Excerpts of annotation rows
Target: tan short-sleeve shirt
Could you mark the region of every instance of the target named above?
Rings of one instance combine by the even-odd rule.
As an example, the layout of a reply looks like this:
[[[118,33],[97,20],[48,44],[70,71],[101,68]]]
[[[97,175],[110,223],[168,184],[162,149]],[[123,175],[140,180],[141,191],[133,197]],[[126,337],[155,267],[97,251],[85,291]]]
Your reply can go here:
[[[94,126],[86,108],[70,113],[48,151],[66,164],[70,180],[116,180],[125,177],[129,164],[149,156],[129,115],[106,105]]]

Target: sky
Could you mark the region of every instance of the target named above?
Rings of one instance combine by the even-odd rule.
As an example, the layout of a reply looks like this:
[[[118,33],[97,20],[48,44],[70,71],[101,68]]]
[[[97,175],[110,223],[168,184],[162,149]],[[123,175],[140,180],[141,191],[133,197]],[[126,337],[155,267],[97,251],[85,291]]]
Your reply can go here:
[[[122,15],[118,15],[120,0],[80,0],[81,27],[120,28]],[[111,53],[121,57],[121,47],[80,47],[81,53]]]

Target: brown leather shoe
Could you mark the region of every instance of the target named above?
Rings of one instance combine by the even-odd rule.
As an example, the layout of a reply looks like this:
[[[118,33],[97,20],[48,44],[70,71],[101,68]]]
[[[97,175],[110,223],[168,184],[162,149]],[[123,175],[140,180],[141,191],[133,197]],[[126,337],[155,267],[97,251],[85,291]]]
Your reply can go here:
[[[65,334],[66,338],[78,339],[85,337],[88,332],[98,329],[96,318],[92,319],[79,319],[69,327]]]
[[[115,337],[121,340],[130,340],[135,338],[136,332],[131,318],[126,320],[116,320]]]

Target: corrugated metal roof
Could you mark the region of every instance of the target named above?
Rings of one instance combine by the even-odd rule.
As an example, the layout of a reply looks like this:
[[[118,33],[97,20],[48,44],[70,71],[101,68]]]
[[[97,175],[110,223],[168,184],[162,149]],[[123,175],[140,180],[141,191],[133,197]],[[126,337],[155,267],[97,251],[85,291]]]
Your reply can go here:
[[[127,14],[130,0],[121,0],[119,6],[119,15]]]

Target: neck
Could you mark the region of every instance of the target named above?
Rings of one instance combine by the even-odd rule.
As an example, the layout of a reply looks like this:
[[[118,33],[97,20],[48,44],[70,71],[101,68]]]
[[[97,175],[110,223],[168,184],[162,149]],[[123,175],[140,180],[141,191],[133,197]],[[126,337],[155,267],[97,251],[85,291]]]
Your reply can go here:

--- Exercise instructions ---
Copy the stretch of rows from the line containing "Target: corrugated metal roof" through the end of the rows, both ends included, with the requests kept in. Offset every point coordinate in the answers by adding 118 to it.

--- Solution below ---
Target: corrugated metal roof
Could you mark the region of every instance of the target named above?
Rings of one instance combine by the even-odd rule.
As an example, the layout of a reply looks like this:
[[[118,33],[97,20],[48,44],[70,71],[101,68]]]
[[[97,175],[110,223],[168,184],[162,149]],[[123,175],[140,180],[141,191],[133,197]],[[126,337],[155,267],[97,251],[85,291]]]
Your reply can go here:
[[[245,132],[248,118],[239,118],[237,124],[237,133]]]

Target: neck
Could you mark the region of every instance of the target named above?
Rings of one instance combine by the even-odd rule.
As an example, the layout of a reply looks like this:
[[[118,33],[97,20],[48,44],[70,71],[101,68]]]
[[[97,175],[110,223],[168,184],[162,149]],[[123,175],[140,180],[141,191],[133,197]],[[126,337],[155,267],[97,251],[85,291]]]
Your reply can go here:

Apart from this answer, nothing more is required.